§ **Exercise passage**:

........

Sober in the City—and the grief we don't talk about
Hi Friend,
I'm still smiling about Sober in the City. If you weren't there, picture this: a room full of women picking cowgirl names for the night, mountain views out every window, and Debbie, the best square dance caller in Colorado—a woman, of course—running the floor like she was born to it. (She was.)
There was a baked potato bar (yes, fully loaded). A beauty bar where we got our eyebrows done. A photo backdrop that made everyone look like the main character. And tucked into one corner, my curated Kendra Scott jewelry collection glittered away like it knew it was the cherry on top.
It was joyful. It was silly. It was sober. And it was exactly the kind of night that reminds me why we built this community in the first place.
And then there was the other thing.
I shared something tender on the mic that night. My youngest daughter is graduating from high school today. She's turning 18 next week. This is the end of an era for me—the end of being the mom of children and the beginning of being the mom of adults.
Here's what people don't always know about me: I have loved being a mom. I mean, deeply, at a soul level, I loved it. In every single one of my school yearbooks — kindergarten through senior year — under "what I want to be when I grow up," I wrote the same thing. Friends changed. Interests changed. Career aspirations changed. Hairstyles definitely changed. The one constant, year after year, was "I want to be a mom." So when I tell you this chapter ending is a big one for me, please understand—this wasn't just a role I took on. It was the role I dreamed of my whole life.
My own 73-year-old (emotional support) mom was there, supporting her 50-year-old daughter. (That sentence is its own kind of beautiful.) And so many people came up to me afterward to comfort me. They meant well. They said things like, "She'll come back," and "You're a parent forever," and I know that. I do. I have a 21-year-old who I am wildly close to. I know how this works.
But here's the thing I want to name out loud, because I think a lot of us are carrying versions of this: we don't do grief well in this culture. We don't let people be sad. Sadness makes us so uncomfortable that we rush to fix it, reframe it, or remind the griever how lucky they actually are.

........

§ **Material supplied**:
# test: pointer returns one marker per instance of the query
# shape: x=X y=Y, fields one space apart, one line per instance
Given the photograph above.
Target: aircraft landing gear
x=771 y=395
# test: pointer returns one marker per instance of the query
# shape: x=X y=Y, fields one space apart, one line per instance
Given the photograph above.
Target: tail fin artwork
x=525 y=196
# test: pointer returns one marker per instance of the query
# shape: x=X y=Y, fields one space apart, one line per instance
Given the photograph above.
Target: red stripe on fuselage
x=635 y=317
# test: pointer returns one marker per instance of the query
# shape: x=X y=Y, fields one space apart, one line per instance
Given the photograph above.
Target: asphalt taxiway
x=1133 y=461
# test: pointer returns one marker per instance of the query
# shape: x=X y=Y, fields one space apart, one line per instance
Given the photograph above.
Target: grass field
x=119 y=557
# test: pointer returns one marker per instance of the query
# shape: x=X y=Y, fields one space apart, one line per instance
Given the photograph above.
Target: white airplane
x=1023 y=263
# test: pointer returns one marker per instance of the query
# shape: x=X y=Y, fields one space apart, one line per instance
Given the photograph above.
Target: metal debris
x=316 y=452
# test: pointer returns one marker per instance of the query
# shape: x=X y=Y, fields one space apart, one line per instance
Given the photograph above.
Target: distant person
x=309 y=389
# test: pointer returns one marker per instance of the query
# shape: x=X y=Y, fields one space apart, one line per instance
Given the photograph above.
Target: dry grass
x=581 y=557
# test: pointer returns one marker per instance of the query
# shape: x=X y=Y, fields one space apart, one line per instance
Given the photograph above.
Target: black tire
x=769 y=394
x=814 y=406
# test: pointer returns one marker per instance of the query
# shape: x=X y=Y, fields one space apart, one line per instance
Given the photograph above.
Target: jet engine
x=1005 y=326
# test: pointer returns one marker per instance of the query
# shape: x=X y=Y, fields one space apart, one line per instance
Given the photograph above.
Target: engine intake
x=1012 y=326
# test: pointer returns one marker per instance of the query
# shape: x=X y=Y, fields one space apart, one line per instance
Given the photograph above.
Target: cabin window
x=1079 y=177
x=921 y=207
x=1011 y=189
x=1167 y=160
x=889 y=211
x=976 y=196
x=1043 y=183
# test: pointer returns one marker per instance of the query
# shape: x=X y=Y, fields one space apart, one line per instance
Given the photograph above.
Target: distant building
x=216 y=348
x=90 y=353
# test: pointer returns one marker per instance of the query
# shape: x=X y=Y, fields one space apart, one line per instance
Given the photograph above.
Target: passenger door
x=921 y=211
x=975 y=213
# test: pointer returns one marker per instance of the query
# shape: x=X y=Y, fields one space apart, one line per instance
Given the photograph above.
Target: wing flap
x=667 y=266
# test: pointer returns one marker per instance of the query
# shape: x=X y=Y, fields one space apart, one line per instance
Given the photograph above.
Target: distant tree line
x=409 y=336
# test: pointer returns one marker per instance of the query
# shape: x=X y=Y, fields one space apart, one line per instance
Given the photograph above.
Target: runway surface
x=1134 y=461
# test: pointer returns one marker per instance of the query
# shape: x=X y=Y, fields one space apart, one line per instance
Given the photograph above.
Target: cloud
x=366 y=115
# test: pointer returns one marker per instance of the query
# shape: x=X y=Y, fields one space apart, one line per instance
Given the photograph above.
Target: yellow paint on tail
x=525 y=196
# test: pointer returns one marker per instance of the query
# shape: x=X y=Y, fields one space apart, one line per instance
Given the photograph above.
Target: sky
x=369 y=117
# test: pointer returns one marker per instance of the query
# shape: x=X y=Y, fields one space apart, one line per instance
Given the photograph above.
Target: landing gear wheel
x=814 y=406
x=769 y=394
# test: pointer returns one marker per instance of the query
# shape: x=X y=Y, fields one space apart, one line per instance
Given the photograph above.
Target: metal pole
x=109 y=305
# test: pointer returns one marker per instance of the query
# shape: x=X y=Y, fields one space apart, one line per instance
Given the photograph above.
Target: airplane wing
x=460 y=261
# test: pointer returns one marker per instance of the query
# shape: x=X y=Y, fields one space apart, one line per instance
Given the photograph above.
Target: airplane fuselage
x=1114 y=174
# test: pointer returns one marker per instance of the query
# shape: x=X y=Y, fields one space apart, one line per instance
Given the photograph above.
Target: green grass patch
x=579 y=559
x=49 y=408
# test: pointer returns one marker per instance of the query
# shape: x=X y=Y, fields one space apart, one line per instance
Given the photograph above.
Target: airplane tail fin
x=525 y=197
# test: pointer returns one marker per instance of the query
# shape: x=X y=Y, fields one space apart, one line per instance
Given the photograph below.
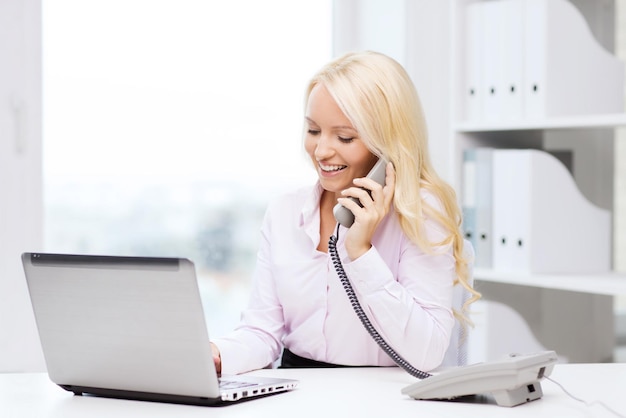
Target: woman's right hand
x=217 y=359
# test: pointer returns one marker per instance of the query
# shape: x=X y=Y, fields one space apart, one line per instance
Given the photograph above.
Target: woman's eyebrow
x=333 y=127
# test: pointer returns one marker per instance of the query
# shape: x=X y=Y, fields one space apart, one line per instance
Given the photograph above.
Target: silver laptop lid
x=123 y=323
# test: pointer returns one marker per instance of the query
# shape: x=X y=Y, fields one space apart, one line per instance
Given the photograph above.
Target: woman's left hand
x=376 y=205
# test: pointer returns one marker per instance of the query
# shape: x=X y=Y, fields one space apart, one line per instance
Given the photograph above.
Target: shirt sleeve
x=409 y=304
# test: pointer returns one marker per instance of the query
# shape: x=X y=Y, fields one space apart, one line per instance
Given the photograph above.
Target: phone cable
x=358 y=309
x=587 y=403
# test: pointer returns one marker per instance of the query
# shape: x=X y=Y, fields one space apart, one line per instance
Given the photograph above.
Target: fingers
x=217 y=359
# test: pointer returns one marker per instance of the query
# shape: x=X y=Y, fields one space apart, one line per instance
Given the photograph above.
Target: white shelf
x=612 y=283
x=565 y=122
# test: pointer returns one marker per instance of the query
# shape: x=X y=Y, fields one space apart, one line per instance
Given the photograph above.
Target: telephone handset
x=345 y=216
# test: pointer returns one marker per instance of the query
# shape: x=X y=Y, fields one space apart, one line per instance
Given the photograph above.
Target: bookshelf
x=549 y=302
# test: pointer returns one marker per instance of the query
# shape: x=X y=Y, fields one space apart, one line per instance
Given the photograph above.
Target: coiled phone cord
x=332 y=250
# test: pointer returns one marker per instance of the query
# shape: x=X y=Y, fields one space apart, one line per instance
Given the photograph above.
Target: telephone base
x=512 y=397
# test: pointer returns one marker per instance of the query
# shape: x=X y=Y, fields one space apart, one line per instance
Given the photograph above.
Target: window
x=168 y=125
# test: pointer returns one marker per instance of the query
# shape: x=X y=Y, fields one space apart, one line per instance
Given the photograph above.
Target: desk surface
x=359 y=392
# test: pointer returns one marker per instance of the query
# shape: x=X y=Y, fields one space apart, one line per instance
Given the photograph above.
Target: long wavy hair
x=378 y=97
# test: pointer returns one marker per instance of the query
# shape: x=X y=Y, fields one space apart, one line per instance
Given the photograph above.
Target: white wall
x=416 y=34
x=20 y=177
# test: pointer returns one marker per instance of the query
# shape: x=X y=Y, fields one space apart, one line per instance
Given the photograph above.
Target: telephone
x=512 y=380
x=346 y=218
x=343 y=215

........

§ **Required actions**:
A) Answer these questions using the letter about Sober in the City:
(i) What is the name of the square dance caller at the event?
(ii) What is the writer's youngest daughter doing today?
(iii) How old is the writer's mother?
B) Rewrite the paragraph of the letter about Sober in the City that begins "There was a baked potato bar" as a short bulleted list.
C) Summarize the letter about Sober in the City in three sentences.
Use only the letter to answer.

§ **Responses to the tasks**:
A)
(i) Debbie
(ii) Graduating from high school
(iii) 73

B)
- A fully loaded baked potato bar
- A beauty bar where guests got their eyebrows done
- A photo backdrop that made everyone look like the main character
- The writer's curated Kendra Scott jewelry collection, in one corner

C) The writer describes Sober in the City as a joyful, silly, sober night of square dancing, a baked potato bar, a beauty bar, and a jewelry collection in a room with mountain views. At the event, she shared that her youngest daughter is graduating from high school and turning 18, which ends the era of being the mom of children, a role she had dreamed of her whole life. Though people comforted her with reassurances, she argues that our culture does not do grief well and rushes to fix or reframe sadness.